**PROBLEM DESCRIPTION**
Convert every line of the listing into a Markdown table with the columns "No." and "Line", putting a running row number in the first and the line itself in the second, and leave out blank lines.

**MATERIAL FOR THIS TASK**
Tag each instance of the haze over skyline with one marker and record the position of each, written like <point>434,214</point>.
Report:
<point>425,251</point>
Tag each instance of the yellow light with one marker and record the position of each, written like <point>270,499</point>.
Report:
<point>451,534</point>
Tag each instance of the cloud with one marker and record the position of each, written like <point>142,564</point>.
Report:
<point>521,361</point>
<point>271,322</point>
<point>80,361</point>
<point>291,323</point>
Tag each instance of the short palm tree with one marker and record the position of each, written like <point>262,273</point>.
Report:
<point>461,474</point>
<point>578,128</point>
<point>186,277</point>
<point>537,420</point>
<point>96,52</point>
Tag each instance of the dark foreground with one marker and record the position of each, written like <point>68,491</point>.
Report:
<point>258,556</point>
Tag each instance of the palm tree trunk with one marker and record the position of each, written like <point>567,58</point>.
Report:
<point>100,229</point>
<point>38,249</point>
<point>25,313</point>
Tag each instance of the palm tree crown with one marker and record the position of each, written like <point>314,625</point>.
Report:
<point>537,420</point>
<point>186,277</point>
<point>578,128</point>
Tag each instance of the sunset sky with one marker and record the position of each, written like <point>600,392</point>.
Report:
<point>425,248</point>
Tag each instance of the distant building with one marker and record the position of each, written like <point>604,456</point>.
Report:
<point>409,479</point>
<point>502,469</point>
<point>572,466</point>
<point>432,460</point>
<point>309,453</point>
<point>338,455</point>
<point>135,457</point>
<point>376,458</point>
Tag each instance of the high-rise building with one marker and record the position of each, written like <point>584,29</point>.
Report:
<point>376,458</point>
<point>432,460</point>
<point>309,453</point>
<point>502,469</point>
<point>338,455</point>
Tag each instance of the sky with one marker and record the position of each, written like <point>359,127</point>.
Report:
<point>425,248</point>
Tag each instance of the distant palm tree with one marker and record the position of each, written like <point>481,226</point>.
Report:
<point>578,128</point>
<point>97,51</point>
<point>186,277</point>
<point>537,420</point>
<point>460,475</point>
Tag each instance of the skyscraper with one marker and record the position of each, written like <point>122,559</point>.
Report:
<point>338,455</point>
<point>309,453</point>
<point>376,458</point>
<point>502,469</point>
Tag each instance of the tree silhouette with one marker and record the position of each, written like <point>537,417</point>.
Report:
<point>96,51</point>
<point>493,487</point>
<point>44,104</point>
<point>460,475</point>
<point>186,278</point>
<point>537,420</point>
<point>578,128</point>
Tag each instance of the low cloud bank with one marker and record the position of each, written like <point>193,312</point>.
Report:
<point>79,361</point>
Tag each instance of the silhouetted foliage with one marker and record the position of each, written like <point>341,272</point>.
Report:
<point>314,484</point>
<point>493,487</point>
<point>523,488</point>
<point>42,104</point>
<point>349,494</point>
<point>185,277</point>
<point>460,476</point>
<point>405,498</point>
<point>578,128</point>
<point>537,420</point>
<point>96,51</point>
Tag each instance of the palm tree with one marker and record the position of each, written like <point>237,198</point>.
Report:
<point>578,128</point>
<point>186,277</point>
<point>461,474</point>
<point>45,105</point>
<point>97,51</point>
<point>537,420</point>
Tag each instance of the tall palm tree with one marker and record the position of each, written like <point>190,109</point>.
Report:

**CORRECT RESPONSE**
| No. | Line |
|---|---|
| 1 | Tag each instance of the haze over skyline with one marker and record the position of each, written like <point>434,214</point>. |
| 2 | Report: |
| 3 | <point>425,251</point> |
| 4 | Tag each instance of the yellow light with one marker and record the position of each, written like <point>270,499</point>. |
| 5 | Report: |
| 6 | <point>451,534</point> |
| 7 | Tag each instance of the cloud with one marker and record the position of each, written like <point>142,564</point>. |
| 8 | Report: |
| 9 | <point>521,361</point> |
| 10 | <point>271,322</point> |
| 11 | <point>80,361</point> |
| 12 | <point>291,323</point> |
| 13 | Tag each instance of the short palm tree with one marker and record the position of each, written like <point>262,273</point>. |
| 14 | Report: |
| 15 | <point>461,474</point> |
| 16 | <point>578,128</point> |
| 17 | <point>186,277</point> |
| 18 | <point>537,420</point> |
| 19 | <point>96,52</point> |
| 20 | Tag each instance of the dark foreground with one marker and record the position of each, written like <point>68,491</point>. |
| 21 | Report: |
| 22 | <point>258,556</point> |
| 23 | Tag each instance of the palm tree trunk with one marker and record the position of each, written like <point>567,58</point>. |
| 24 | Report: |
| 25 | <point>100,229</point> |
| 26 | <point>38,249</point> |
| 27 | <point>25,313</point> |
| 28 | Tag each instance of the palm tree crown with one marker and record the position of each, written like <point>314,625</point>. |
| 29 | Report: |
| 30 | <point>537,420</point> |
| 31 | <point>186,277</point> |
| 32 | <point>578,128</point> |
| 33 | Tag each instance of the sunset sky with one marker and record the position of each, written like <point>600,392</point>. |
| 34 | Report: |
| 35 | <point>425,248</point> |
| 36 | Tag each instance of the distant building with one marker and record the position of each, written like <point>604,456</point>. |
| 37 | Report: |
| 38 | <point>409,479</point> |
| 39 | <point>502,469</point> |
| 40 | <point>572,466</point> |
| 41 | <point>432,460</point> |
| 42 | <point>309,453</point> |
| 43 | <point>338,455</point> |
| 44 | <point>135,457</point> |
| 45 | <point>376,458</point> |
| 46 | Tag each instance of the high-rise building with one marker and record the position of each, written like <point>584,29</point>. |
| 47 | Report: |
| 48 | <point>376,458</point> |
| 49 | <point>432,460</point> |
| 50 | <point>309,453</point> |
| 51 | <point>502,469</point> |
| 52 | <point>338,455</point> |
| 53 | Tag each instance of the sky with one marker and record the position of each, written like <point>359,127</point>. |
| 54 | Report: |
| 55 | <point>425,248</point> |
| 56 | Tag each instance of the distant palm tree with one marker and record the position of each, written like <point>481,226</point>. |
| 57 | Report: |
| 58 | <point>578,128</point> |
| 59 | <point>97,51</point> |
| 60 | <point>186,277</point> |
| 61 | <point>537,420</point> |
| 62 | <point>460,475</point> |
| 63 | Tag each instance of the skyscraper with one marker and record the position of each, written like <point>122,559</point>. |
| 64 | Report: |
| 65 | <point>338,455</point> |
| 66 | <point>309,453</point> |
| 67 | <point>376,458</point> |
| 68 | <point>502,469</point> |
| 69 | Tag each instance of the tree silhouette with one marker and record the position of each, written like <point>537,417</point>. |
| 70 | Report: |
| 71 | <point>96,51</point> |
| 72 | <point>493,487</point> |
| 73 | <point>44,104</point> |
| 74 | <point>460,475</point> |
| 75 | <point>186,278</point> |
| 76 | <point>537,420</point> |
| 77 | <point>578,128</point> |
| 78 | Tag each instance of the low cloud bank with one marker and record the position of each, written like <point>193,312</point>. |
| 79 | Report: |
| 80 | <point>79,361</point> |
| 81 | Tag each instance of the silhouetted foliage with one marker and record the position of each, written like <point>341,272</point>. |
| 82 | Report: |
| 83 | <point>314,484</point> |
| 84 | <point>493,487</point> |
| 85 | <point>523,488</point> |
| 86 | <point>42,104</point> |
| 87 | <point>349,494</point> |
| 88 | <point>185,277</point> |
| 89 | <point>460,476</point> |
| 90 | <point>405,498</point> |
| 91 | <point>578,128</point> |
| 92 | <point>537,420</point> |
| 93 | <point>96,51</point> |
| 94 | Tag each instance of the palm tree with one marker and record the position of each, written like <point>237,198</point>. |
| 95 | Report: |
| 96 | <point>578,128</point> |
| 97 | <point>186,277</point> |
| 98 | <point>461,474</point> |
| 99 | <point>45,105</point> |
| 100 | <point>97,51</point> |
| 101 | <point>537,420</point> |
| 102 | Tag each instance of the tall palm tree with one marker and record the position of each, written like <point>190,109</point>. |
| 103 | Report: |